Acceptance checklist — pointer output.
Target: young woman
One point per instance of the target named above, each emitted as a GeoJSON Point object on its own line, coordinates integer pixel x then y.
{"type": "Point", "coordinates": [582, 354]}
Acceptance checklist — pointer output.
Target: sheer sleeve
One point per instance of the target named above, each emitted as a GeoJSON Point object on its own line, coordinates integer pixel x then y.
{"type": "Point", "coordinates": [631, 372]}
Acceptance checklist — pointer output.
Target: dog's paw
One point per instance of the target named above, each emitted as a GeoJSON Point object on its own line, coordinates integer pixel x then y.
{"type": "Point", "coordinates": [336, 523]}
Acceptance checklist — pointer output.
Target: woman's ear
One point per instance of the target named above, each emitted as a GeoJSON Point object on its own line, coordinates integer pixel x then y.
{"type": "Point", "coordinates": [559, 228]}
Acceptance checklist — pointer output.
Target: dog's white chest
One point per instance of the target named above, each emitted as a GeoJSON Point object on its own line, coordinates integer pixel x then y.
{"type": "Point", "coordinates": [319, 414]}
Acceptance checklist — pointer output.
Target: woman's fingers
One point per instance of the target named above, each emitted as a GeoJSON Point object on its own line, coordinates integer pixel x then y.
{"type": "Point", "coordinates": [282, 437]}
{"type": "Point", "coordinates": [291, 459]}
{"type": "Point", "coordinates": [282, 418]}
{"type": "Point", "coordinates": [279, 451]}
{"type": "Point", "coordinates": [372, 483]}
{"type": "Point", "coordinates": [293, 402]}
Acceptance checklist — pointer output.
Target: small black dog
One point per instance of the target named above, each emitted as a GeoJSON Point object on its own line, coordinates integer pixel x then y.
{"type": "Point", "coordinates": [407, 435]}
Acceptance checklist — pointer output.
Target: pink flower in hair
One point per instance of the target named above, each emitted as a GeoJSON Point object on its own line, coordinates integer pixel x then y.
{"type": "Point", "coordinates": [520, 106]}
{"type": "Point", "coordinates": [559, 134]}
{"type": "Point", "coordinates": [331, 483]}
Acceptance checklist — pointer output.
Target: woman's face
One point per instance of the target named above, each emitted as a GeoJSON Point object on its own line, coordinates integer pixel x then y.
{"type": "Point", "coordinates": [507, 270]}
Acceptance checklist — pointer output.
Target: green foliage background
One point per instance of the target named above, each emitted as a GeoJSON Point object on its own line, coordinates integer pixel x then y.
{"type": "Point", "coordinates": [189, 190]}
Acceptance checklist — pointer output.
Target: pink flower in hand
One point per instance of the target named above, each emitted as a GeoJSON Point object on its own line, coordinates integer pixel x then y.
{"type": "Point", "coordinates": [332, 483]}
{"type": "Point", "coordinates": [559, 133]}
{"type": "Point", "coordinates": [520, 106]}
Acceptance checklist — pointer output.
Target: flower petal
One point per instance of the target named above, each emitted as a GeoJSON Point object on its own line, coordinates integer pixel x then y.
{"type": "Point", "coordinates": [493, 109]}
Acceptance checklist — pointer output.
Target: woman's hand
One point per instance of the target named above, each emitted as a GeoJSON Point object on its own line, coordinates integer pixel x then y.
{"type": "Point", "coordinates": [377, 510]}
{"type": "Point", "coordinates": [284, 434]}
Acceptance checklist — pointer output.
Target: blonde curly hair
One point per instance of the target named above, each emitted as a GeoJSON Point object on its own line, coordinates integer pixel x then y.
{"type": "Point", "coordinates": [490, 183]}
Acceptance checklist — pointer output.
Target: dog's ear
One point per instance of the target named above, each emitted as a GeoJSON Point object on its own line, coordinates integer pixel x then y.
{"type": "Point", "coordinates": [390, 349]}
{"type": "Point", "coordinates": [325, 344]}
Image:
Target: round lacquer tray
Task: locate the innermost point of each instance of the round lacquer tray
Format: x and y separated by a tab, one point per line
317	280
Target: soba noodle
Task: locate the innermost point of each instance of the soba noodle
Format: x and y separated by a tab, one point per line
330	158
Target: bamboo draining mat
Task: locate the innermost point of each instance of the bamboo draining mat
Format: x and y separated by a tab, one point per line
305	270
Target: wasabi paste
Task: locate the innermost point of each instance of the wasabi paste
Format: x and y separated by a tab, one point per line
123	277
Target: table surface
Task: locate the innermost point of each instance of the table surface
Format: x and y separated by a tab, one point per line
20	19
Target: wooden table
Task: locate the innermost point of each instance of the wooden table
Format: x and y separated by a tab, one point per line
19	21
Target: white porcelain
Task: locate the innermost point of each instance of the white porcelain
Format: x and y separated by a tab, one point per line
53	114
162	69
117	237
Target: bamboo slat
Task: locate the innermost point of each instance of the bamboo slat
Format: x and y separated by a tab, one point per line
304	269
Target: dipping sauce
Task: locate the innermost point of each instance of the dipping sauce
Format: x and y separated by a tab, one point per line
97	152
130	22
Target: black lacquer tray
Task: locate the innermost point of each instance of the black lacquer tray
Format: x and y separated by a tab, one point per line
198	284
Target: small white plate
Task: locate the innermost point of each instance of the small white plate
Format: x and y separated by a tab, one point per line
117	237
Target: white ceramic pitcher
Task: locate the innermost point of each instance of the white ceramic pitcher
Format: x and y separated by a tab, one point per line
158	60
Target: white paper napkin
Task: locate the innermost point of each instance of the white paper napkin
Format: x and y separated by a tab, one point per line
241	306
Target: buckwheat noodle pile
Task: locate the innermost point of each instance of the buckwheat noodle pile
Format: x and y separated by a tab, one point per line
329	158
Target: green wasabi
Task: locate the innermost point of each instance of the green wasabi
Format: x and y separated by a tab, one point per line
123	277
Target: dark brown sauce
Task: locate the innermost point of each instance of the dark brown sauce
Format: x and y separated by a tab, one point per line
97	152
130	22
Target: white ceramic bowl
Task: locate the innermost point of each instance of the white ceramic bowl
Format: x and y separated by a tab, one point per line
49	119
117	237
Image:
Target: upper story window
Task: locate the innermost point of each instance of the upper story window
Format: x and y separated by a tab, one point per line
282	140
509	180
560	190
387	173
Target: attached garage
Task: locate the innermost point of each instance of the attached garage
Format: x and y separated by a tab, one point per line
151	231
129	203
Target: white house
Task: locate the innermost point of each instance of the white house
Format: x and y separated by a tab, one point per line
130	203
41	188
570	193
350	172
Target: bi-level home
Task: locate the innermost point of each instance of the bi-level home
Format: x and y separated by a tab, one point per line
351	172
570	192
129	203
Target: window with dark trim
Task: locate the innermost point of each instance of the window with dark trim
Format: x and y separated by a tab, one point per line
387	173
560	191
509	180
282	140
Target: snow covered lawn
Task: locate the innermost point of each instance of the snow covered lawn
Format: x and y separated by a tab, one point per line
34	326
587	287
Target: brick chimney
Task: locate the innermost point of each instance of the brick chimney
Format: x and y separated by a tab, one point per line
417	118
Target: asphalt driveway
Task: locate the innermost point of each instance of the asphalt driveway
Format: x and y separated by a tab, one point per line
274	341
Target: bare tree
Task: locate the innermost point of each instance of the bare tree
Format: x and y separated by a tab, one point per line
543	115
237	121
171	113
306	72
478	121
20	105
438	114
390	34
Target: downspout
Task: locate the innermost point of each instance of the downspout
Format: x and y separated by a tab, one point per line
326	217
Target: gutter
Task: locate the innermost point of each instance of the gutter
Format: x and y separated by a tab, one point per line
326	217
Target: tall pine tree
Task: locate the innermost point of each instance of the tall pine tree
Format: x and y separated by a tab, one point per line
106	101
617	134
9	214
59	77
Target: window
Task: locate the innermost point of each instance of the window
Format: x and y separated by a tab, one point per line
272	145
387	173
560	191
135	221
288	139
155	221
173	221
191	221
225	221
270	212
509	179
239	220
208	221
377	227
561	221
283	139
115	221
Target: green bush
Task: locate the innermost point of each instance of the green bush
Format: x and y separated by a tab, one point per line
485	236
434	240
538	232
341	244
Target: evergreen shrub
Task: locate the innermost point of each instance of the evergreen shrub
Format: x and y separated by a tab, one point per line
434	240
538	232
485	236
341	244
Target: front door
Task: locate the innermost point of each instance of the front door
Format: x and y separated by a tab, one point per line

### Directions
Copy out each line of the material above that holds the word "with".

### Expected answer
Target: window with dark trim
Task: locate the innermost point of each instance of the window with dark trim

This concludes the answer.